Entries taken from a collection:

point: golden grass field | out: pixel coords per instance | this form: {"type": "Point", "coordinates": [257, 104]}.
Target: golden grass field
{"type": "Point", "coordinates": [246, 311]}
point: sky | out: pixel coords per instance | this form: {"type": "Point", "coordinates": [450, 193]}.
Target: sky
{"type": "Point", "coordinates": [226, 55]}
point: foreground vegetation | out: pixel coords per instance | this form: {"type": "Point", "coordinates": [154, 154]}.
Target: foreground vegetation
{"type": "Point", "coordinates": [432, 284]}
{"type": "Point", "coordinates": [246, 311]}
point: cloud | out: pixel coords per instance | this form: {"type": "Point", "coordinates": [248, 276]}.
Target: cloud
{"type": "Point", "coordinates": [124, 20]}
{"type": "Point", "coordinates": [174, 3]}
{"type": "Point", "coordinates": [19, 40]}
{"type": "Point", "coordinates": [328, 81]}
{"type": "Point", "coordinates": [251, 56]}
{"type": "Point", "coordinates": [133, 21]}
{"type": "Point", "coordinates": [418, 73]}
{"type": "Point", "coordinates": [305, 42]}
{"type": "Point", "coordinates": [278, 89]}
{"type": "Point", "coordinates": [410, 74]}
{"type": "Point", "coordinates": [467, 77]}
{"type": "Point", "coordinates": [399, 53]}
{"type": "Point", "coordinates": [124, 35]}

GOAL:
Repeat, character for character, the lines from the one that holds "point: foreground vegetation" to the final line of the material, inclusive, and no other lines.

ANSWER TO THE EXERCISE:
point: foreground vegetation | out: pixel coords per instance | this form: {"type": "Point", "coordinates": [154, 154]}.
Target: foreground vegetation
{"type": "Point", "coordinates": [432, 284]}
{"type": "Point", "coordinates": [246, 311]}
point: cloud | out: pixel coords per instance | this form: {"type": "Point", "coordinates": [248, 276]}.
Target: cloud
{"type": "Point", "coordinates": [124, 20]}
{"type": "Point", "coordinates": [174, 3]}
{"type": "Point", "coordinates": [19, 40]}
{"type": "Point", "coordinates": [328, 81]}
{"type": "Point", "coordinates": [251, 56]}
{"type": "Point", "coordinates": [133, 21]}
{"type": "Point", "coordinates": [418, 73]}
{"type": "Point", "coordinates": [305, 42]}
{"type": "Point", "coordinates": [278, 89]}
{"type": "Point", "coordinates": [410, 74]}
{"type": "Point", "coordinates": [467, 77]}
{"type": "Point", "coordinates": [399, 53]}
{"type": "Point", "coordinates": [124, 35]}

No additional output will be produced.